TASKS FOR THIS EXERCISE
**A.** In the SQL joins article, what does "SSRS" stand for?
**B.** Extend the article on SQL joins past its final sentence and write the part that comes next.

EXCERPT PROVIDED
* START *

Fun with SQL Joins (for us Data Nerds)
Howdy all. I keep looking for inspiration for these articles in my every day job duties, and since I’ve been up to my eyeballs in SSRS reporting for the last several weeks, I’ve found something that might be a little interesting, and possibly even a bit fun, for the more technically inclined among you.
For those with no direct experience with these things, “SSRS” stands for SQL Server Reporting Services. It’s essentially the built-in reporting functionality for SQL Server. It’s generally installed with SQL Server itself, and can be used by anyone with the proper access and credentials for the database.
When creating SSRS reports, one of the keys to making your report work is the creation of your datasets, from which the report itself will pull and display the data you’re attempting to report. The SSRS report in question may only have one of these datasets, but in my experience at least, most of them have several.
Regardless of the number of datasets, however, each dataset in a given SSRS report is populated via query, and most queries depend on something called JOINS to link multiple tables in the database together in order to get data out that both makes sense as meets whatever criteria you’re actually trying to specify in the report.
For example, a very, very simple query with a join in it might looks something like this:
SELECT *
FROM Transactions
JOIN Users ON Transactions.Username = Users.Username
WHERE <meets some condition>
Translated into English, what that’s saying is: ”Show me all of the data from the Transactions and Users Tables, linked together on the Username field, where the data meets the specified condition”.

* END *

DATA SECTION
* START *

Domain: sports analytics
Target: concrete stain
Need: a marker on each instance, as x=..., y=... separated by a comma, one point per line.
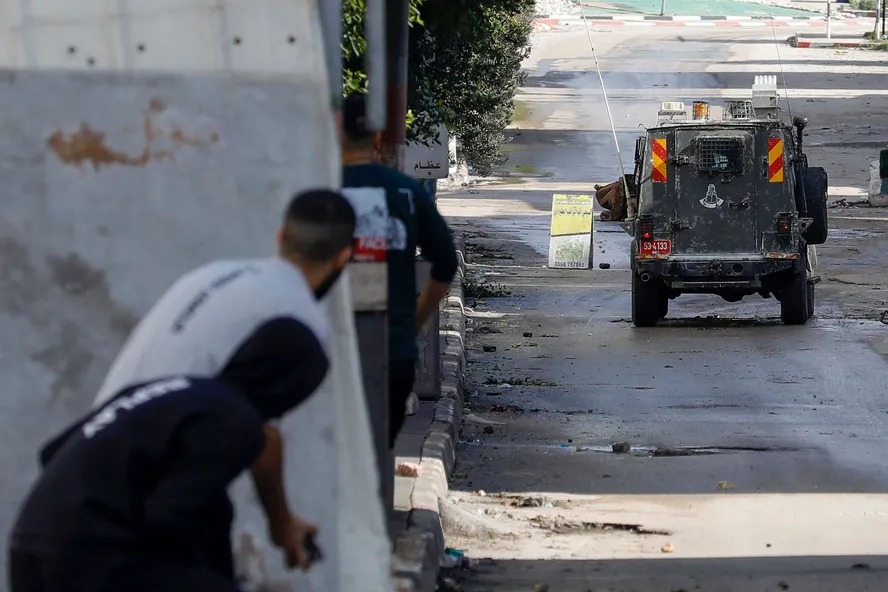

* END *

ANSWERS BY TASK
**A.** SQL Server Reporting Services.

**B.**
All fields in the Transactions and Users tables will be returned in the result set for all the records that meet the conditions.
This is a lot of data.
What I started running into in the SSRS reports recently was a need to speed up report generation by being a bit more selective in my SQL Joins. And interestingly enough, it turns out that you don’t actually have to join TABLES. Any data object will do just fine, as long as the syntax is correct, and as long as you reference it properly.
So rather than referencing tables, you can instead reference named-subqueries. A simple example of this would be to replace the Transactions and Users table references in the above query with named subqueries. So instead of “Transactions”, use a more targeted Transactions query and name that “TransactionData”, and then do the same for “Users”, named “UsersData”, like this:
SELECT *
FROM
(Select Username, TransactionNumber
FROM Transactions
Where DocumentType = 'Dissertation')
AS TransactionData
JOIN
(Select Username, Status, Department
FROM Users
WHERE Status = 'Faculty')
AS UsersData
ON TransactionData.Username = UsersData.Username
WHERE <meets some condition>
This new query is essentially the same, but the data being returned is limited to ONLY the fields we need to find rather than returning both entire tables. Less data means less time and effort for the report to manipulate and display everything.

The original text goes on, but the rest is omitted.